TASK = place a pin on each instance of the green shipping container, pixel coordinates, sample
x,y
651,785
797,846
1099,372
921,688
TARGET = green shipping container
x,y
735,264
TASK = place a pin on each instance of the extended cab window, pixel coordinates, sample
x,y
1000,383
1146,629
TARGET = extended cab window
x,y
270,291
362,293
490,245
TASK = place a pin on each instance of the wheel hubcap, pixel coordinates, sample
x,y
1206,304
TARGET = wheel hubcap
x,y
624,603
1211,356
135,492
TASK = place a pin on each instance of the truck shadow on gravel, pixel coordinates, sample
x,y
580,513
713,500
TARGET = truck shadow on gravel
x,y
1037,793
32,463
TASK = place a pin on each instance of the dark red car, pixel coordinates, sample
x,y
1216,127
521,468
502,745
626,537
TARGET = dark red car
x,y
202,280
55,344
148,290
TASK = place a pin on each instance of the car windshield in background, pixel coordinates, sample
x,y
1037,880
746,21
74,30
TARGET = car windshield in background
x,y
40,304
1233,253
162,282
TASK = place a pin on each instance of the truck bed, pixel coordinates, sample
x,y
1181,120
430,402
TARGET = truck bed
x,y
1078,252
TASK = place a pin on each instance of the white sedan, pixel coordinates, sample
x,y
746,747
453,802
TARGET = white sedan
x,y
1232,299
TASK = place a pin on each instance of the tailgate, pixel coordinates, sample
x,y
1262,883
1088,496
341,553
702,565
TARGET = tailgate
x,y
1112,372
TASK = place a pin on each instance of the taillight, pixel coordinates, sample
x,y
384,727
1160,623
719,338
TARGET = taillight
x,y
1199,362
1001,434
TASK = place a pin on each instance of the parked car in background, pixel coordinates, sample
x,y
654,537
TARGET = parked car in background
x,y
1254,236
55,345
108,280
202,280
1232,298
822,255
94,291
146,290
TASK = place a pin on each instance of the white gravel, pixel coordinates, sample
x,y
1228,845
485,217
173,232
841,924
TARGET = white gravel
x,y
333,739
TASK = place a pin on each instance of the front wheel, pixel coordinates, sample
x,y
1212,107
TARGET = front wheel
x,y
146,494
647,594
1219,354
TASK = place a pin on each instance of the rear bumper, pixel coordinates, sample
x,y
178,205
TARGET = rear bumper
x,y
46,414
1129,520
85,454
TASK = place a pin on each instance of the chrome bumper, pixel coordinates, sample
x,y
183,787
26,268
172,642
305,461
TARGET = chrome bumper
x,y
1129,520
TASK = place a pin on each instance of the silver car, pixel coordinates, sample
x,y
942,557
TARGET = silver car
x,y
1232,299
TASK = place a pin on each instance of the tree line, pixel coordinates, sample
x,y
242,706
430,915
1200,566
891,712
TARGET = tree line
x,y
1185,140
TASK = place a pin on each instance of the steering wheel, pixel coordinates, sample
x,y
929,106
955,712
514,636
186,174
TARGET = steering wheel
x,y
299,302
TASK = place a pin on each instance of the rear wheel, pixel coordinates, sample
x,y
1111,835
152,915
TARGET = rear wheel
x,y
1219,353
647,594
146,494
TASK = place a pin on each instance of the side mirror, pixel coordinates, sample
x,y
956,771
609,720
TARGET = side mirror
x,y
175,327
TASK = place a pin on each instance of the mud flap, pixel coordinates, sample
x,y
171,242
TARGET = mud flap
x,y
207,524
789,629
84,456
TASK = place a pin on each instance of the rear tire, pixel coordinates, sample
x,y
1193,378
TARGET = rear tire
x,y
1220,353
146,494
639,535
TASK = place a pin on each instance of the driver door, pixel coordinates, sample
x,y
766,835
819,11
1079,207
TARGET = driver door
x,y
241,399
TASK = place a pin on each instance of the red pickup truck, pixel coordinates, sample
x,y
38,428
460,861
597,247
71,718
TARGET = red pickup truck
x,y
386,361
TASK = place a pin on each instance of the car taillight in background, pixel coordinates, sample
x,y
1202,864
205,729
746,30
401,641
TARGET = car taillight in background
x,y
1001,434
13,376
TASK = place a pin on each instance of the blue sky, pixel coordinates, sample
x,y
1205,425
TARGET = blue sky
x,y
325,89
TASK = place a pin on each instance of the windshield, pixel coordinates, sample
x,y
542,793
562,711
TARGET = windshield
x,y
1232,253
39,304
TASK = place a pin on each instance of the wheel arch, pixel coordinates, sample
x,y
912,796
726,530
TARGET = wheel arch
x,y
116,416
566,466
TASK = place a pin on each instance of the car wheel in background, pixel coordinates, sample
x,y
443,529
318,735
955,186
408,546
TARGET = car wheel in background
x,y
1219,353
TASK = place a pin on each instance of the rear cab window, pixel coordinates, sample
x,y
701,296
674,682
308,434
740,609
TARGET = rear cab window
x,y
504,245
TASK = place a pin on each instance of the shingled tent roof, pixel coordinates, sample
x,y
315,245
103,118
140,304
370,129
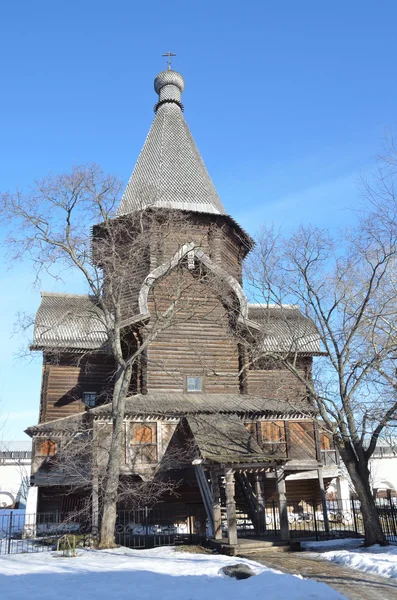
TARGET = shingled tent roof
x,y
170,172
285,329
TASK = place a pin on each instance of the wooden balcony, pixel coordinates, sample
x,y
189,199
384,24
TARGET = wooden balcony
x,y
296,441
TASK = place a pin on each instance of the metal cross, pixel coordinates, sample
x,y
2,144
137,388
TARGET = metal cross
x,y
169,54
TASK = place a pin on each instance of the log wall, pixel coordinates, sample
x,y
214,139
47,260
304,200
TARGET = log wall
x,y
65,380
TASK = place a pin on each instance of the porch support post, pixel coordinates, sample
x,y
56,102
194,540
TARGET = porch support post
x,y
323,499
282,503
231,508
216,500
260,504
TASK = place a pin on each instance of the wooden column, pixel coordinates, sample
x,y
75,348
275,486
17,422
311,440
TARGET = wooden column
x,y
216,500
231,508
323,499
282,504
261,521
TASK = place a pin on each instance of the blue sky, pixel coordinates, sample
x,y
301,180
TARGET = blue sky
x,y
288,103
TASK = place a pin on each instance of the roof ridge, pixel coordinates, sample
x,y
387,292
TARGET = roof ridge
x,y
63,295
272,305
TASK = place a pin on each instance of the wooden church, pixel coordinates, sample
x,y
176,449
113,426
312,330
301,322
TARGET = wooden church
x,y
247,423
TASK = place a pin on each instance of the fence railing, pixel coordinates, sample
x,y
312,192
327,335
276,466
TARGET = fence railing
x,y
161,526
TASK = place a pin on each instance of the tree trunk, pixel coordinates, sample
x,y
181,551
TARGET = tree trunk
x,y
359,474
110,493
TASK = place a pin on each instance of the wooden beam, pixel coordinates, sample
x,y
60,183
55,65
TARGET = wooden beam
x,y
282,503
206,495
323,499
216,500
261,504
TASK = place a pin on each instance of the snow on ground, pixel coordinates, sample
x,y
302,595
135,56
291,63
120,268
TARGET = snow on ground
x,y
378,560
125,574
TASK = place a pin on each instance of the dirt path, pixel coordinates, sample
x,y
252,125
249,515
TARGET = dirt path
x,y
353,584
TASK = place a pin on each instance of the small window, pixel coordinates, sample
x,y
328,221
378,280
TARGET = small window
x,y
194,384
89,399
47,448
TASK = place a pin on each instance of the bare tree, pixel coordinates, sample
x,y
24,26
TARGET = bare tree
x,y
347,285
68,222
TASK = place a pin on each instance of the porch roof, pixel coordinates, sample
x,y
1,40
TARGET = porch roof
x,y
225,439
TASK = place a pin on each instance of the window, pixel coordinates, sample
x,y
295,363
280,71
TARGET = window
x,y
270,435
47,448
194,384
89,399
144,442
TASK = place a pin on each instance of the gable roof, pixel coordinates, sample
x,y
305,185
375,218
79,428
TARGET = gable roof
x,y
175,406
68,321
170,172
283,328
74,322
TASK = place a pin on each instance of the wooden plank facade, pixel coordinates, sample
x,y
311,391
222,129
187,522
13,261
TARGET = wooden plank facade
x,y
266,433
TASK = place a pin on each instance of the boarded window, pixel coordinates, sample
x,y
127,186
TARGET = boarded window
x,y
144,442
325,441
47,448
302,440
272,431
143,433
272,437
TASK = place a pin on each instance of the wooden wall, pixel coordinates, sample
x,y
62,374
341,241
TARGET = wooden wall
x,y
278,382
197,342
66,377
========================================================================
### Problem description
Reproduce, word for word and in full, only the lines above that start at the line with "TARGET = wooden church" and run through the line with "facade, pixel coordinates, sample", both ends included.

### Task output
TARGET = wooden church
x,y
247,423
TASK = place a pin on each instance of the fence railing, pixel coordinates, sample
x,y
312,192
327,335
276,466
TARGET = fence railing
x,y
161,526
TASK = place a pin on each instance of the tree trunk, pixel coordinates, sample
x,y
181,551
TARGET = tree trunk
x,y
359,474
110,493
TASK = place a pin on each instance of the wooden beam, pixel coordinates, sample
x,y
60,183
55,65
TARGET = wooden beam
x,y
282,503
206,495
323,499
216,500
261,504
TASK = place a pin on each instance of the snow on ground, pixel coordinates, sample
x,y
302,595
135,56
291,63
120,268
TARGET = snow on ground
x,y
378,560
125,574
TASK = place a pin on each instance of the dirt path, pixel coordinates, sample
x,y
252,125
249,515
TARGET = dirt path
x,y
353,584
TASK = place a pin on each instance of the small window, pixel coordinates, sample
x,y
328,221
378,280
TARGET = small window
x,y
194,384
89,399
47,448
TASK = place a pin on each instance of the bare tree, pixel coordinates, sample
x,y
24,26
TARGET = bare tree
x,y
347,285
68,222
TASK = place a pin on each instance of the porch roof, pixel coordinates, sample
x,y
1,40
TARGET = porch roof
x,y
225,439
TASK = place a pin on each instance of the window, pixel coordinates, sample
x,y
295,363
280,71
TARGET = window
x,y
270,435
47,448
194,384
89,399
144,442
TASK = place a pin on each instance of the gable roof, pixel coordinates, sample
x,y
305,185
375,218
79,428
TARGET = gable roof
x,y
175,406
68,321
170,172
283,328
74,322
TASK = place a pin on each instance of the wooden plank facade, pixel coordinates, sample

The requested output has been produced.